◆ EXERCISE TASK: Copy everything from the start of the records down to the line containing "POLYGON ((220 430, 242", with both ends included, and leave the pictures out of your copy.

### SUPPLIED INFORMATION

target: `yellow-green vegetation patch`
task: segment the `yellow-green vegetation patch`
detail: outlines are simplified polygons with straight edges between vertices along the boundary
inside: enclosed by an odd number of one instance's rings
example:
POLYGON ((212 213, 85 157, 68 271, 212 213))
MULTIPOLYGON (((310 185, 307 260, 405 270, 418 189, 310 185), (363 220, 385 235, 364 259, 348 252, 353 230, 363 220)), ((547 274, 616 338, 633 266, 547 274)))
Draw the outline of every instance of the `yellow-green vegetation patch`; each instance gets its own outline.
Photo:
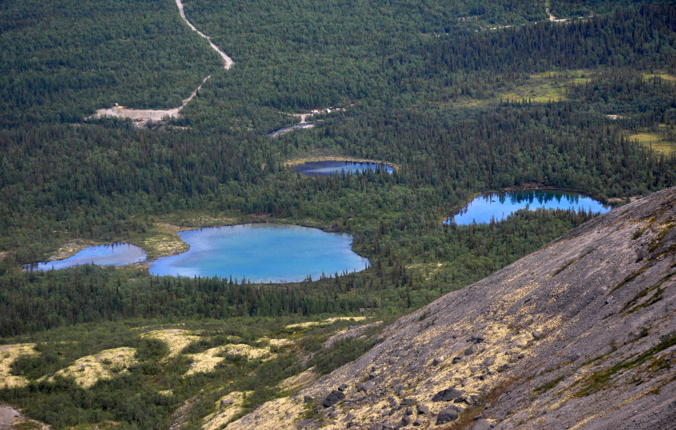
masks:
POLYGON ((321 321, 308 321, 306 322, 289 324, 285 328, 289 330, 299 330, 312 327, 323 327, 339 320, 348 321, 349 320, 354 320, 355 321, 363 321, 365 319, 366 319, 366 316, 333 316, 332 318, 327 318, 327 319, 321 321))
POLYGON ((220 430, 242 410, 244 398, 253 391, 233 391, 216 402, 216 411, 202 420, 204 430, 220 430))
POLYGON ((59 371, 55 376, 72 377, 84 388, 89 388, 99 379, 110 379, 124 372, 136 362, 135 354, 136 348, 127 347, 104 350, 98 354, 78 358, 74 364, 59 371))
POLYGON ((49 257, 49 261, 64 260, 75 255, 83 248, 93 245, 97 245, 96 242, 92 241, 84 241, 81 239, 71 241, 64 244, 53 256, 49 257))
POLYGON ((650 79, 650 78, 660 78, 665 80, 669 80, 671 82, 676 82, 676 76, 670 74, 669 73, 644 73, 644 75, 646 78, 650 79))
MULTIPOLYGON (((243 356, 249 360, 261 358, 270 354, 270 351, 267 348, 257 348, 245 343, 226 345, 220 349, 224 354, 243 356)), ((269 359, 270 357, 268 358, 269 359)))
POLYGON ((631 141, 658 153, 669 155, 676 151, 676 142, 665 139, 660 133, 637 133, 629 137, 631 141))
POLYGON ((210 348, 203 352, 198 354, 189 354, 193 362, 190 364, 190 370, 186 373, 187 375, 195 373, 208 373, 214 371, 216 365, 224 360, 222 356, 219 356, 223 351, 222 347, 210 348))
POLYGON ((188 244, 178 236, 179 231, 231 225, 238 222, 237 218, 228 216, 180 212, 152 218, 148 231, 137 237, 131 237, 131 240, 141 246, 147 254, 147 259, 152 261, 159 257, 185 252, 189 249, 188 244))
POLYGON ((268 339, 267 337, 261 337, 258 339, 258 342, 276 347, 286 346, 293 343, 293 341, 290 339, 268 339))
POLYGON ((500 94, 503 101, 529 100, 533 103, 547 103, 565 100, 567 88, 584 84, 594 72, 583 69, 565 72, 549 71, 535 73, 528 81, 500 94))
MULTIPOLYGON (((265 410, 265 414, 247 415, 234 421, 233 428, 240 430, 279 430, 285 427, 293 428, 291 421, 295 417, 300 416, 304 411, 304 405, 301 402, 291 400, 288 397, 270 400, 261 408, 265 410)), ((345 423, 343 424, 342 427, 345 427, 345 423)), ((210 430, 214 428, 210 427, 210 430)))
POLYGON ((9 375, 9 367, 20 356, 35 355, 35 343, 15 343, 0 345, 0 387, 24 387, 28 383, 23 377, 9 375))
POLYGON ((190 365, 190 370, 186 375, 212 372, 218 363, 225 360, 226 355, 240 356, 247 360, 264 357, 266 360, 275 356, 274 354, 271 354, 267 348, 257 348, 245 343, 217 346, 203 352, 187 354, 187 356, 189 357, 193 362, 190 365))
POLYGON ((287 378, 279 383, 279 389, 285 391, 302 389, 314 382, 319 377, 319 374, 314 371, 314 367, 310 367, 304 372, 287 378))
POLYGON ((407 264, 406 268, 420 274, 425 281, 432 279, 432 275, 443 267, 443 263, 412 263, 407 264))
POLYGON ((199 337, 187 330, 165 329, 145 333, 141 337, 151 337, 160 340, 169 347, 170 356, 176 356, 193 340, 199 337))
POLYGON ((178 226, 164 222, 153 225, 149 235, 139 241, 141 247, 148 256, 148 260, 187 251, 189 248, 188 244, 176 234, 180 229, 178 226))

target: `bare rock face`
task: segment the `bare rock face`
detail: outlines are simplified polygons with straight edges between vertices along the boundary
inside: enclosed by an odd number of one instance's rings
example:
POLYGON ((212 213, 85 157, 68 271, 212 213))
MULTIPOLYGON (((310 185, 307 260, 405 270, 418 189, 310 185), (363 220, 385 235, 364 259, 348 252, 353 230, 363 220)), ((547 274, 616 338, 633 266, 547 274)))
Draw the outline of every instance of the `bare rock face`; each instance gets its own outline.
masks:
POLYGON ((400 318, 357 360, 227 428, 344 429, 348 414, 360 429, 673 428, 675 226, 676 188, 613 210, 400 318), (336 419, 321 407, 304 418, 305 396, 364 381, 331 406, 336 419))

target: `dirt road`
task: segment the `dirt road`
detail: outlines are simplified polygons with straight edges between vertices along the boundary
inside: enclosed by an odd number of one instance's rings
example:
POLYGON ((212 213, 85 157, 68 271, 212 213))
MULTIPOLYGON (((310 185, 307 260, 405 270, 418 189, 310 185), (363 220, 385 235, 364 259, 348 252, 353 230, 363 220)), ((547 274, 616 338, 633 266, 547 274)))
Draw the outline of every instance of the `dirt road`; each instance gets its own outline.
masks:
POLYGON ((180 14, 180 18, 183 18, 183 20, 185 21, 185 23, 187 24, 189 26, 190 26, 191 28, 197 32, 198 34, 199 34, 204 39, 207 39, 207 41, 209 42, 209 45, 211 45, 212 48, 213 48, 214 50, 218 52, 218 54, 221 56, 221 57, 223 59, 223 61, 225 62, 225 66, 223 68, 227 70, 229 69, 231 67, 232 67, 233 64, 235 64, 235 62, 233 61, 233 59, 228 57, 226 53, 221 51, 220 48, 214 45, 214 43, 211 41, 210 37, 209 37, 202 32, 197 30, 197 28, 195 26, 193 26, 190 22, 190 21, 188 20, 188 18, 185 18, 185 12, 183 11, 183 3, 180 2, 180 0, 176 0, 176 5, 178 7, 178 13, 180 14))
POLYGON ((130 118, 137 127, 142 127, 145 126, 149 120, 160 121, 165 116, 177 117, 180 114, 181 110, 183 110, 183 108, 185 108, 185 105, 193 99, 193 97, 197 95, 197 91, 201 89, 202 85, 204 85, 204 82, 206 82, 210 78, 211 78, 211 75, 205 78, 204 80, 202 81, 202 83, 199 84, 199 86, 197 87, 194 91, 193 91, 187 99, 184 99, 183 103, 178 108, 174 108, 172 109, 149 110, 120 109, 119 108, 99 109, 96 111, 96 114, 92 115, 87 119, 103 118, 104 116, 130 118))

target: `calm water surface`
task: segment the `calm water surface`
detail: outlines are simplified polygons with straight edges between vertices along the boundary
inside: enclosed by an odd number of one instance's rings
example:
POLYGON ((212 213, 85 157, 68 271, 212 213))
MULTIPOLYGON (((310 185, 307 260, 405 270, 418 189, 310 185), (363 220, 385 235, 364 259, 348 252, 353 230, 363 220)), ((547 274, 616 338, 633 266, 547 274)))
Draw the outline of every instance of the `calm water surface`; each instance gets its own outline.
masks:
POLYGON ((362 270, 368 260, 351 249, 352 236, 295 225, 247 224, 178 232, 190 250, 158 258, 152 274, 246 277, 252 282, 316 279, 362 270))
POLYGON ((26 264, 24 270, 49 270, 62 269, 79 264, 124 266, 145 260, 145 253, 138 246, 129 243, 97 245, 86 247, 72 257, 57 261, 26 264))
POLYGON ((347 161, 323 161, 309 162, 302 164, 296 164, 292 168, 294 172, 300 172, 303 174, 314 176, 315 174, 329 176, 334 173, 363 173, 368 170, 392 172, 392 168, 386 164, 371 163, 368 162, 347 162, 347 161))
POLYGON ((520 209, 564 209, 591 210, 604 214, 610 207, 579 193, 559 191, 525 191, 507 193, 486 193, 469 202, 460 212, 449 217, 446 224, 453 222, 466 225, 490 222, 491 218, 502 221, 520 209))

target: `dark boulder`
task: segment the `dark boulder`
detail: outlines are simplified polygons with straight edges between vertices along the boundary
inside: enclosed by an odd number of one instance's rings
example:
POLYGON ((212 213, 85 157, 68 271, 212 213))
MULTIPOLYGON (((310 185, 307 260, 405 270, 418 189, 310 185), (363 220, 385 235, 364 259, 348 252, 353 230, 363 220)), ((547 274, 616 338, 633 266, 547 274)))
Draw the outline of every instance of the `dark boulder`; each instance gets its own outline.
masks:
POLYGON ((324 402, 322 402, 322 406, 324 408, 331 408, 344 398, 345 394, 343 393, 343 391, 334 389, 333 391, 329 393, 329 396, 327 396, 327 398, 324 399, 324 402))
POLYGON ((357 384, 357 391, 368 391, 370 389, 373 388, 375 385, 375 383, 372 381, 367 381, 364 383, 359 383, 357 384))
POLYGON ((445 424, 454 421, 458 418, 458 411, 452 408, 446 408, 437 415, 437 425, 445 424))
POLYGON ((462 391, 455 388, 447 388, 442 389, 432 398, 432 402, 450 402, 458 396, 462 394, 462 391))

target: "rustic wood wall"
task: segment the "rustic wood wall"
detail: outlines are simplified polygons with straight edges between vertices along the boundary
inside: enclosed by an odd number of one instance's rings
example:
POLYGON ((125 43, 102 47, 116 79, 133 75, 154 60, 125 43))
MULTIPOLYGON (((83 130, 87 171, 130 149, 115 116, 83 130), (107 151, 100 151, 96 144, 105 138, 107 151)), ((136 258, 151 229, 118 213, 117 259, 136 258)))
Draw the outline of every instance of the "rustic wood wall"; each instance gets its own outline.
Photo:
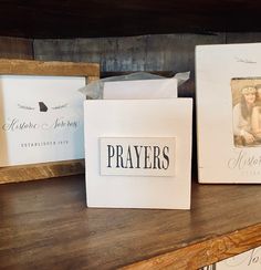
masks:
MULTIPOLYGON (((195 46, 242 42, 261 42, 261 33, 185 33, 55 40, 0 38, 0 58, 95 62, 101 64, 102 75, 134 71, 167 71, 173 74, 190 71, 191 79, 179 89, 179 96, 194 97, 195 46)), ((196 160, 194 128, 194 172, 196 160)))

######

◆ SOLUTION TO THIS TASK:
target: `yellow-green vegetation patch`
task: segment the `yellow-green vegetation patch`
detail: outlines are simplified polygons with straight edges between vertices along the boundary
inside: enclosed by an odd number of one instance's rings
example:
POLYGON ((212 213, 85 157, 68 271, 212 213))
MULTIPOLYGON (((310 185, 307 260, 405 270, 418 189, 310 185), (363 220, 385 235, 364 259, 348 252, 353 230, 363 220)), ((547 274, 616 338, 633 266, 547 274)))
Draw the outline of every instance of the `yellow-green vegetation patch`; each instance gets its own outline.
Photo:
masks:
POLYGON ((321 321, 308 321, 306 322, 289 324, 285 328, 289 330, 299 330, 312 327, 323 327, 339 320, 348 321, 349 320, 354 320, 355 321, 363 321, 365 319, 366 319, 366 316, 333 316, 332 318, 327 318, 327 319, 321 321))
POLYGON ((220 430, 242 410, 244 398, 253 391, 233 391, 216 402, 216 411, 202 420, 204 430, 220 430))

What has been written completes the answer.